Miscible technologies primarily include injection of carbon dioxide gas (U.S. Pat. No. 2,875,830, James W. Martin, Mar. 3, 1959), (U.S. Pat. No. 4,589,486, Alfred Brown et al, May 20, 1986) to swell the oil and reduce viscosity, but may include other gases such as hydrogen. Hydrogen is regarded as a less effective swelling agent, since it is on average about 15 times less soluble in crude. However, if the reservoir temperature can be raised above 425° C. (800° F.), there is the possibility for some in situ cracking/hydrogenation reactions (U.S. Pat. No. 2,857,002, E. F. Pevere et al, 10/58) to occur, which will improve the flowability of the crude. This can be further enhanced by injection of suitable catalytic agents.
########################################
» Required action 1: In the passage on miscible oil recovery, what reservoir temperature allows some in situ cracking and hydrogenation reactions?
» Required action 2: Proceed with the passage on miscible oil recovery, starting after its last sentence.
The records come from a separate source with no tie to the passage.

» Referring expression data:
########################################
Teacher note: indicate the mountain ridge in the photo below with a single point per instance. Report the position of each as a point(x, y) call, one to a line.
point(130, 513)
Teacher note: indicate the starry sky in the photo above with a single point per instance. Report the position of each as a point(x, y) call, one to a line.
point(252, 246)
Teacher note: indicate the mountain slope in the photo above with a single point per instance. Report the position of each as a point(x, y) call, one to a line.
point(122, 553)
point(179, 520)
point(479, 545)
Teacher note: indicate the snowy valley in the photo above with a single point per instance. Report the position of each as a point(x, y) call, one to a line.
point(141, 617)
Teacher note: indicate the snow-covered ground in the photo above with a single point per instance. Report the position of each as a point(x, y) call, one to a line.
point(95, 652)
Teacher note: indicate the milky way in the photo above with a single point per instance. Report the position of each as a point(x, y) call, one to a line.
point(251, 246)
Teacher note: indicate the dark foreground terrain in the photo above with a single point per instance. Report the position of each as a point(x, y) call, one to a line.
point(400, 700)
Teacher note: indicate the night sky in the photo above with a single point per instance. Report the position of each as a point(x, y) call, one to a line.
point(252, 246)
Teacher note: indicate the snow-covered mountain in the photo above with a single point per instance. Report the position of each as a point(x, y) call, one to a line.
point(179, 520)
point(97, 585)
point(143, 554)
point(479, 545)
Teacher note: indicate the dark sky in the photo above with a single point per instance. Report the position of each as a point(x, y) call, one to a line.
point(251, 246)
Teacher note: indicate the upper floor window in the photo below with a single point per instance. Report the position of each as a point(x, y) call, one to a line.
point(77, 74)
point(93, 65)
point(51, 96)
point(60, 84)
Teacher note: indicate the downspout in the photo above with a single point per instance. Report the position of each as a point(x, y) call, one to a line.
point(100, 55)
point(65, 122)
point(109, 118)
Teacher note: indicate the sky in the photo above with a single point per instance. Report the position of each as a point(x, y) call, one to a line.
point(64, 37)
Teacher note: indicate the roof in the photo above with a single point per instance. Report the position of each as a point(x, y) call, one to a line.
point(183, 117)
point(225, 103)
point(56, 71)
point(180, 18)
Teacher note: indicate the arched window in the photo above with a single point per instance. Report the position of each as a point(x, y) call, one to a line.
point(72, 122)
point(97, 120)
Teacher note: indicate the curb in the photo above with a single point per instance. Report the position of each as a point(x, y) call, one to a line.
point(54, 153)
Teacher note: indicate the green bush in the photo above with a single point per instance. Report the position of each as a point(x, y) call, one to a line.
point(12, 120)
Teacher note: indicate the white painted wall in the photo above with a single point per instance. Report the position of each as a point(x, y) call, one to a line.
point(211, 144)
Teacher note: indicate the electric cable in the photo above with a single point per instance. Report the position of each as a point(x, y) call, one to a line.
########################################
» Written answer 1: Above 425° C. (800° F.).

» Written answer 2:
Hydrovisbreaking (U.S. Pat. No. 6,328,104, Dennis J. Graue, Dec. 11 2001) is the application of hydrogen gas under elevated pressure and temperature to a heavy crude oil or bitumen, which results in a viscosity reduction of the heavy oil or bitumen to a lighter American Petroleum Institute (API) gravity material with reduced viscosity. The hydrovisbreaking process uses combustion units installed in injection wells to burn industrial-grade hydrogen with industrial-grade oxygen. This allows the injection of high-quality steam and hot hydrogen into the hydrocarbon-bearing formation to create the conditions required to promote in situ hydrovisbreaking. This thermal cracking process, involving hydrogenation of the heavy oil or bitumen is usually carried out at the refinery to process the heavy crude or bitumen into products that can be sold. Herron (Experimental Verification of In Situ Upgrading of Heavy Oil, E. Hunter Herron, October 2003) and others have shown that the hydrogenation reaction can be carried out to a significant extent in situ by application of hydrogen and heat. Conditions required were temperatures of 345° C. (650° F.) or greater and hydrogen partial pressure up to 8.7 megapascal (MPa), or 1,275 psia (88 bar). At these conditions, it was observed that viscosity reduction could be up to 99% with gravity increases of 5 to 10 degrees within several days.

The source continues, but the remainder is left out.